◆ WORK INSTRUCTION
Copy each line of the listing that includes "white".
*** PROVIDED DATA ***
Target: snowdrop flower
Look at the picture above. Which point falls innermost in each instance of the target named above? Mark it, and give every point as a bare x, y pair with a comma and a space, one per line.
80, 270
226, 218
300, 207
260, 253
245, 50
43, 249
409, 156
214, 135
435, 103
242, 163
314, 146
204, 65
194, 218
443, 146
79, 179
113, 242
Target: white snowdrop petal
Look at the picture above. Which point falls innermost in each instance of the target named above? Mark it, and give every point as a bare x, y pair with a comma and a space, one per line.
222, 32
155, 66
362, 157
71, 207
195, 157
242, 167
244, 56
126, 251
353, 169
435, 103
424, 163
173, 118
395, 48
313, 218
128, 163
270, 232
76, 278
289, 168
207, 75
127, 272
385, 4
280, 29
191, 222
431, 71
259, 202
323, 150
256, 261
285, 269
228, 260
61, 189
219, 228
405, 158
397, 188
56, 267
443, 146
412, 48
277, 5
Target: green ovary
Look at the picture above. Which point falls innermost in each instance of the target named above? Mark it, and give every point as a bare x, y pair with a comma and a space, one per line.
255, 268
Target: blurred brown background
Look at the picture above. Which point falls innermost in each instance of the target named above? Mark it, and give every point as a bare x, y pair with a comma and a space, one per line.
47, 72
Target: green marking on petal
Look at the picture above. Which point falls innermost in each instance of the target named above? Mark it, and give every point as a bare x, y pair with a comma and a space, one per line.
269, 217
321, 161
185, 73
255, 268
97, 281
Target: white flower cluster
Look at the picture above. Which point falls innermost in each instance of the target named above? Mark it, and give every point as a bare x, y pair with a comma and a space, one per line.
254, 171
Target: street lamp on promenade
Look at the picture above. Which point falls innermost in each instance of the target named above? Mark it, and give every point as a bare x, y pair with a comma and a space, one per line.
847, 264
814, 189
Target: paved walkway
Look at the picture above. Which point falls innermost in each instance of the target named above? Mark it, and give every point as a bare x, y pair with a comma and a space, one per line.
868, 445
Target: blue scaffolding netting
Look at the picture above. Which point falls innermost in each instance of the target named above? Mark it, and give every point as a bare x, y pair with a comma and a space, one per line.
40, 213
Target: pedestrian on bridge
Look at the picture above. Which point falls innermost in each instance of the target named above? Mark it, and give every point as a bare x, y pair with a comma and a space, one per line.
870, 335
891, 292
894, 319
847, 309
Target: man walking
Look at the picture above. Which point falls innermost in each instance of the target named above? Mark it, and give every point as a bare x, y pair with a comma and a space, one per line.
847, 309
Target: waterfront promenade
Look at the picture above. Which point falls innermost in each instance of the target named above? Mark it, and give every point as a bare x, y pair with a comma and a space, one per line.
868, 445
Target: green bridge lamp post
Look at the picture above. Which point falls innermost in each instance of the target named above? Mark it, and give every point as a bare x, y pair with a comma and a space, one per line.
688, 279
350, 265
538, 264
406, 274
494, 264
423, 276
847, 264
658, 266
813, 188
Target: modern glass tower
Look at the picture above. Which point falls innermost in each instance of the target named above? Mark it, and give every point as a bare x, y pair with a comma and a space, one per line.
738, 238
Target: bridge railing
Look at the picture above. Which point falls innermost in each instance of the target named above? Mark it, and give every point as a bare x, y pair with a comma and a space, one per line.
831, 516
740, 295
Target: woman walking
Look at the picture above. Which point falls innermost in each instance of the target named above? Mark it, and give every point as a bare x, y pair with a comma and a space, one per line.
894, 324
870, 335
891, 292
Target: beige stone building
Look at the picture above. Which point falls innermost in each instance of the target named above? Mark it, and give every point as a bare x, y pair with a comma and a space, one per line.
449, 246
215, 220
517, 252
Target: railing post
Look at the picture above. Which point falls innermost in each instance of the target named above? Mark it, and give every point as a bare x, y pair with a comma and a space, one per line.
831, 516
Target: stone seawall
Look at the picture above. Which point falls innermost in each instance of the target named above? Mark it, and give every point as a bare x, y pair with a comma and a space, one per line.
***
◆ RESPONSE AREA
Target: white snowdrop petal
Target: white flower cluster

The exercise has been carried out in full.